What to work on: Quote exactly, and only, the lines from the one containing "of the person" through the end of the material below. Skip pictures.

# Start of Information provided

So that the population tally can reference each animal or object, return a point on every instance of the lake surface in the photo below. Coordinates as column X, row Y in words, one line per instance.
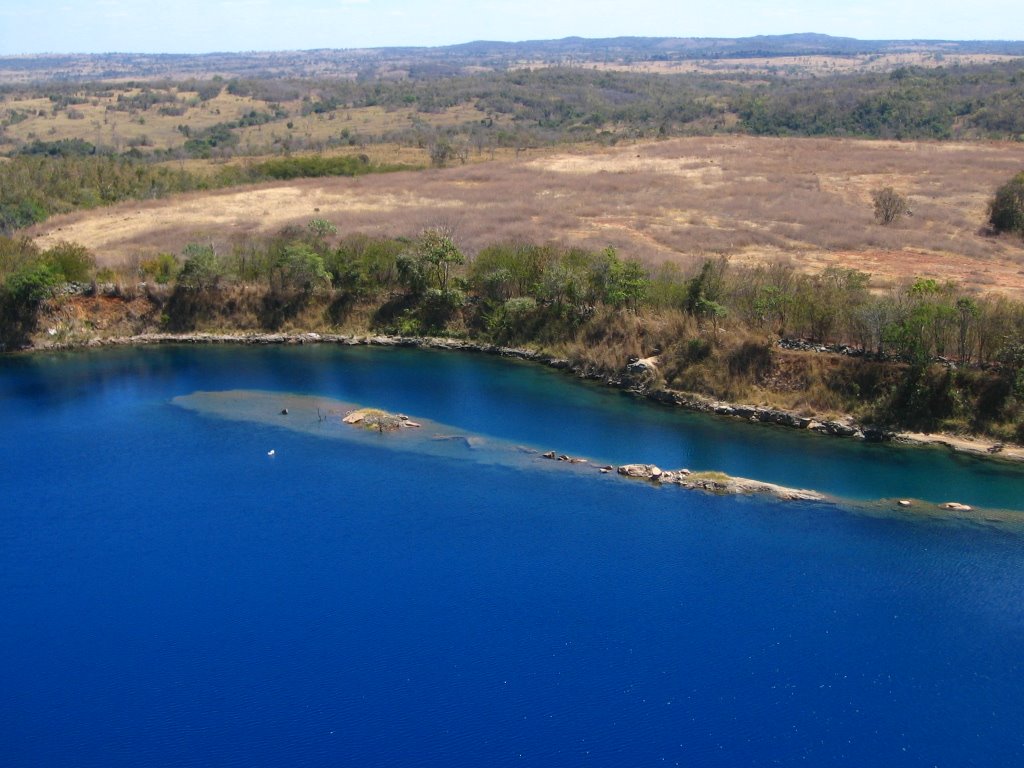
column 171, row 595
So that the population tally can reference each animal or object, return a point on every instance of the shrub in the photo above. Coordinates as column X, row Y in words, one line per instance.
column 202, row 269
column 162, row 268
column 889, row 205
column 32, row 284
column 1006, row 210
column 71, row 260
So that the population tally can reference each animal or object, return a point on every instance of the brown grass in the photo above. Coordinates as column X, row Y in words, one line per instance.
column 793, row 66
column 756, row 200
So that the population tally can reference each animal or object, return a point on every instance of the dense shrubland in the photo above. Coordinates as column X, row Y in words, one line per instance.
column 926, row 354
column 40, row 184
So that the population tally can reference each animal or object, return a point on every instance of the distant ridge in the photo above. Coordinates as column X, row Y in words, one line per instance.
column 463, row 57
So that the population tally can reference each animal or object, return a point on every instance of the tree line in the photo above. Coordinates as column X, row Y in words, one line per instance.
column 925, row 354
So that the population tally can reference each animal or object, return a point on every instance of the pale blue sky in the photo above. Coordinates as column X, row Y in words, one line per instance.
column 203, row 26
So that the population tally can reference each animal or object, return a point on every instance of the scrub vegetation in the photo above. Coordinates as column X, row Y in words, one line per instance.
column 925, row 354
column 710, row 206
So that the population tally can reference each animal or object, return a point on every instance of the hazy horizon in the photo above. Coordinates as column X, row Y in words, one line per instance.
column 193, row 27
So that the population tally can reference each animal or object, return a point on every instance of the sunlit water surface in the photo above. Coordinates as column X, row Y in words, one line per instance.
column 172, row 595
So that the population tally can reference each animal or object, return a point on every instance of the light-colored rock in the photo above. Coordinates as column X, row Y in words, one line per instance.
column 645, row 471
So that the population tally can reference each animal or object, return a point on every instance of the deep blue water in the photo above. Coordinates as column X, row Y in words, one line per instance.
column 170, row 595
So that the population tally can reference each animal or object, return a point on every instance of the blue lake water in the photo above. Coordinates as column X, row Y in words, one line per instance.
column 171, row 595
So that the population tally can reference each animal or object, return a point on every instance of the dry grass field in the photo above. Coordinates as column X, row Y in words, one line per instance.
column 95, row 120
column 756, row 200
column 805, row 66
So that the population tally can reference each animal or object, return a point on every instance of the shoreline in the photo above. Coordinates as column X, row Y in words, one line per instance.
column 843, row 427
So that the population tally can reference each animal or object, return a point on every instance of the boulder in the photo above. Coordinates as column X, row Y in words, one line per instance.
column 955, row 507
column 644, row 471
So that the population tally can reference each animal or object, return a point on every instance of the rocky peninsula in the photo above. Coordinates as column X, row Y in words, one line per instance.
column 634, row 379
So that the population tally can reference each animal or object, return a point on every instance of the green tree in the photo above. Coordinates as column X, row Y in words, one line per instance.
column 71, row 260
column 301, row 269
column 621, row 284
column 438, row 255
column 202, row 270
column 32, row 284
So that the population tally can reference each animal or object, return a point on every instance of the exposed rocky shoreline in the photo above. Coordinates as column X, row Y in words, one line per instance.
column 634, row 379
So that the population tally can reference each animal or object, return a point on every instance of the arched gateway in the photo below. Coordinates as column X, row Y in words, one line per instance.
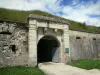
column 48, row 49
column 48, row 40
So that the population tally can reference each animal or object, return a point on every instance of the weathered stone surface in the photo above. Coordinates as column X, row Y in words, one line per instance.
column 86, row 46
column 18, row 38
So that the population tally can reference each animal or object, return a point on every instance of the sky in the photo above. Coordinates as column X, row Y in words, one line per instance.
column 84, row 11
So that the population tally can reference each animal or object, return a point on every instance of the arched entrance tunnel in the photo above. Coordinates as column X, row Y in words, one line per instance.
column 48, row 49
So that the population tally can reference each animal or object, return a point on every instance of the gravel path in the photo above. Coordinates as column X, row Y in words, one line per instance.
column 62, row 69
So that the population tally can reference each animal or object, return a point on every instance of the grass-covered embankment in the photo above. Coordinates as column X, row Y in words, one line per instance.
column 21, row 16
column 86, row 64
column 20, row 70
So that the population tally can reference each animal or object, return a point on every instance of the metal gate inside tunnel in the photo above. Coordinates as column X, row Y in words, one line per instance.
column 48, row 49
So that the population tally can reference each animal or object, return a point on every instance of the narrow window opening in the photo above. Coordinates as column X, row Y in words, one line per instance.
column 13, row 48
column 78, row 37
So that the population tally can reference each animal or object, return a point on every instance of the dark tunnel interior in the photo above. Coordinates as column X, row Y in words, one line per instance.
column 47, row 50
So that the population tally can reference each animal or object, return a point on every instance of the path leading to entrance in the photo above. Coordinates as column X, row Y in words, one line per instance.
column 62, row 69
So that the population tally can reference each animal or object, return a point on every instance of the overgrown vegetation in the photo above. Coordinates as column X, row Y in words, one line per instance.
column 21, row 16
column 86, row 64
column 20, row 70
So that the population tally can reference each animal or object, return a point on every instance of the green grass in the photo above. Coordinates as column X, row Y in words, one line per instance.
column 86, row 64
column 21, row 16
column 20, row 70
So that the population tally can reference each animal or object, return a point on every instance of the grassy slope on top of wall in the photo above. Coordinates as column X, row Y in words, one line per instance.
column 21, row 16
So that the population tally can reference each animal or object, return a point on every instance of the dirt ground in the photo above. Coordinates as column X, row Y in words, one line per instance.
column 62, row 69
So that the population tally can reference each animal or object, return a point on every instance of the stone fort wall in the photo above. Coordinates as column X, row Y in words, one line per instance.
column 13, row 44
column 84, row 45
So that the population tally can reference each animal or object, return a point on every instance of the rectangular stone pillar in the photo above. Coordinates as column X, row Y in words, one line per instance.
column 66, row 44
column 32, row 42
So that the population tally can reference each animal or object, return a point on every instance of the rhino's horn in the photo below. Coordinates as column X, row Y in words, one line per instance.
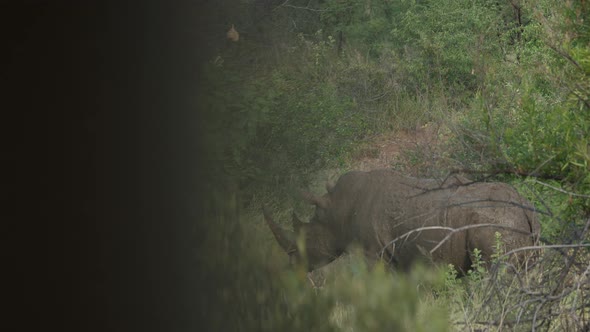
column 321, row 202
column 278, row 232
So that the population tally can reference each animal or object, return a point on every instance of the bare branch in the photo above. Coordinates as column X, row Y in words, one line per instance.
column 560, row 190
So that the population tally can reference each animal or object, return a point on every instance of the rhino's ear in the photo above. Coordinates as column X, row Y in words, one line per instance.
column 296, row 223
column 322, row 202
column 282, row 238
column 329, row 186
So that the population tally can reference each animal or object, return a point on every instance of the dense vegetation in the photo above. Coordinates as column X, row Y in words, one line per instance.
column 309, row 82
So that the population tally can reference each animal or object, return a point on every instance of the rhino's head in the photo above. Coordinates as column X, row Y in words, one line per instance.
column 312, row 244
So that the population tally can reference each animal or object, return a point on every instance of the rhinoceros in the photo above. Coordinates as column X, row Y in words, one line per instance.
column 402, row 219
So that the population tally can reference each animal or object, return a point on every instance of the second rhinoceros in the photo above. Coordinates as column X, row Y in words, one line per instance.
column 401, row 219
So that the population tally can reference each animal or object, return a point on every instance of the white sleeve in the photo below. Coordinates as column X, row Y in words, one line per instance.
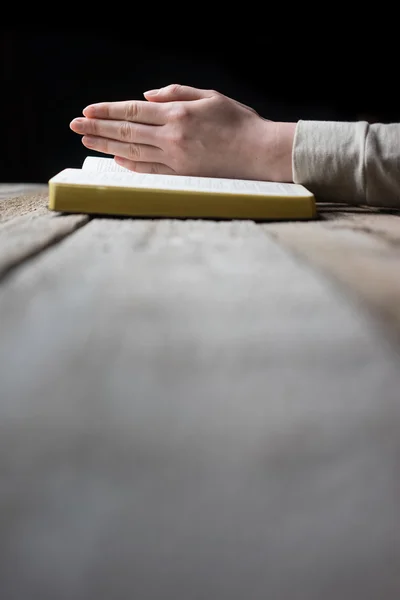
column 352, row 163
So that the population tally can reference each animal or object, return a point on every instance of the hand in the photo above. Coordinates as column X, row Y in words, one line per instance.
column 188, row 131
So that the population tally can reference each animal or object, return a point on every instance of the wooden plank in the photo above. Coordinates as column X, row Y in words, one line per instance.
column 25, row 236
column 383, row 225
column 188, row 411
column 366, row 265
column 14, row 205
column 14, row 190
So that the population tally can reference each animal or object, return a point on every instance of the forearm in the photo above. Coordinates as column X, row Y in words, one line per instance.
column 354, row 163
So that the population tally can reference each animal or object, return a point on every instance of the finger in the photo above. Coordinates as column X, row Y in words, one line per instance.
column 177, row 92
column 143, row 167
column 135, row 152
column 124, row 131
column 136, row 111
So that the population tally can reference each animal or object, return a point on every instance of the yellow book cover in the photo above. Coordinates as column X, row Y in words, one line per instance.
column 103, row 187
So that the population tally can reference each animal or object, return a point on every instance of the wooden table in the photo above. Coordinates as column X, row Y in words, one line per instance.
column 198, row 410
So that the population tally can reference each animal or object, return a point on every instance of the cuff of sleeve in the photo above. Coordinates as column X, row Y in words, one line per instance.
column 328, row 158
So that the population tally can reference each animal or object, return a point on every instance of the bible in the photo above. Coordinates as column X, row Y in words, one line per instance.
column 103, row 187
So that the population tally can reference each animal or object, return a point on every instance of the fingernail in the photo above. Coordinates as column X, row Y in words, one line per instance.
column 87, row 141
column 77, row 122
column 90, row 111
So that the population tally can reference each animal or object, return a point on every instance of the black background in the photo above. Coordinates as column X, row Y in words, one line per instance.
column 49, row 76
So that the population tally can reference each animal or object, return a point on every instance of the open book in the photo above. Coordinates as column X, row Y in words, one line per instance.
column 103, row 187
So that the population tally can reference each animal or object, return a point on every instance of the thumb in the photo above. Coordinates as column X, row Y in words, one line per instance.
column 175, row 92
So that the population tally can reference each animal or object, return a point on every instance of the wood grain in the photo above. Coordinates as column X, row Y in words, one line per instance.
column 362, row 253
column 190, row 411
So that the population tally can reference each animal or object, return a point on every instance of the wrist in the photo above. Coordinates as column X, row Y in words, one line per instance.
column 282, row 152
column 277, row 151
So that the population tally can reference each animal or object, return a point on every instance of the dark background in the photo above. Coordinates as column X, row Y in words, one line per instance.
column 48, row 77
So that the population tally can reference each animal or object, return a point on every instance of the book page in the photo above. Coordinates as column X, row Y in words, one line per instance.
column 100, row 164
column 179, row 183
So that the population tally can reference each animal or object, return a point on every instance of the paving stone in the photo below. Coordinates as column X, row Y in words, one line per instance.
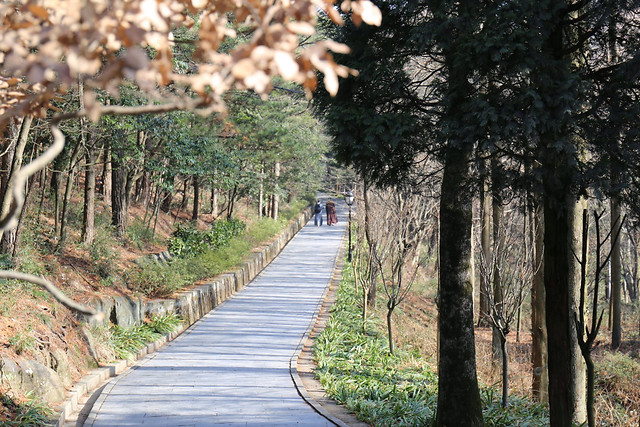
column 232, row 367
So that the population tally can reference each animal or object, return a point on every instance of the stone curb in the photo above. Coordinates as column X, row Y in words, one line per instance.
column 313, row 327
column 215, row 292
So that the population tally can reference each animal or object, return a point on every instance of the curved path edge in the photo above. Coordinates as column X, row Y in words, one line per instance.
column 85, row 392
column 302, row 365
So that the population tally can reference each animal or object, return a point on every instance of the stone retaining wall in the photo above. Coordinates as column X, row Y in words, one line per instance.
column 192, row 304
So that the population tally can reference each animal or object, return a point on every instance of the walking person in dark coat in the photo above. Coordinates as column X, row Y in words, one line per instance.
column 317, row 214
column 332, row 217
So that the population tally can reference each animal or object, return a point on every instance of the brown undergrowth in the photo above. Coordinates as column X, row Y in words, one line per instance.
column 618, row 373
column 33, row 326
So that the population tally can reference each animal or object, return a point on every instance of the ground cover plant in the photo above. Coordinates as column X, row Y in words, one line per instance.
column 356, row 370
column 126, row 342
column 29, row 413
column 205, row 254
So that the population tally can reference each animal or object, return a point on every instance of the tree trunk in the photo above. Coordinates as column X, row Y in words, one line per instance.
column 540, row 383
column 261, row 193
column 118, row 202
column 505, row 371
column 107, row 174
column 558, row 230
column 89, row 212
column 14, row 162
column 214, row 201
column 456, row 364
column 579, row 368
column 390, row 328
column 485, row 243
column 276, row 190
column 25, row 208
column 616, row 277
column 196, row 198
column 67, row 194
column 373, row 286
column 498, row 251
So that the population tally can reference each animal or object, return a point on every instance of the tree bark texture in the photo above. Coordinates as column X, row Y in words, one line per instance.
column 276, row 190
column 498, row 250
column 616, row 276
column 539, row 356
column 118, row 203
column 67, row 193
column 107, row 174
column 485, row 243
column 196, row 198
column 456, row 365
column 14, row 161
column 89, row 212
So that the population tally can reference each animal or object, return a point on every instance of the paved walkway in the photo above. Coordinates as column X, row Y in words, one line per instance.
column 232, row 366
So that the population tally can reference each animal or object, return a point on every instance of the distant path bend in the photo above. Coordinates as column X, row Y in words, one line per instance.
column 232, row 367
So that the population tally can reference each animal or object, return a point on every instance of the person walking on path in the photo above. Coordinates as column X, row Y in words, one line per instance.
column 317, row 214
column 332, row 217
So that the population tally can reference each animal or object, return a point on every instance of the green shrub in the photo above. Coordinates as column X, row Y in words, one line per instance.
column 356, row 370
column 128, row 341
column 157, row 280
column 102, row 254
column 188, row 241
column 140, row 234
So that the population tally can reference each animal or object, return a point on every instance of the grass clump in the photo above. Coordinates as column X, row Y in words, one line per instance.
column 27, row 414
column 202, row 254
column 188, row 241
column 128, row 341
column 356, row 370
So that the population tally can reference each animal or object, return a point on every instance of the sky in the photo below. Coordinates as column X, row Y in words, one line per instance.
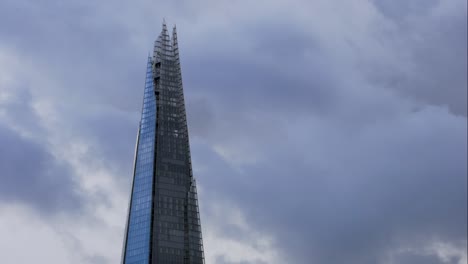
column 321, row 132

# End of Information provided

Task response:
So that the population tally can reference each animal or object, return a point on every instance of the person walking on path in the photo above. Coordinates as column X, row Y in words, one line per instance.
column 317, row 214
column 332, row 217
So that the population tally can reference each animal or object, return a point on every instance of the green shrub in the photo above. Coordinates as column X, row Y in words, one line per instance.
column 356, row 370
column 128, row 341
column 157, row 280
column 102, row 254
column 188, row 241
column 140, row 234
So that the population tally can reference each animal or object, return a point on every instance of the grass clump in the photo above. Coordinates as column X, row Y in words, one line per instance.
column 27, row 414
column 202, row 254
column 188, row 241
column 128, row 341
column 356, row 370
So that the population tally can reference each animal or object, return a point on every instance of the sky in the photo below. Coordinates as column X, row Y in words, one line per instance.
column 321, row 132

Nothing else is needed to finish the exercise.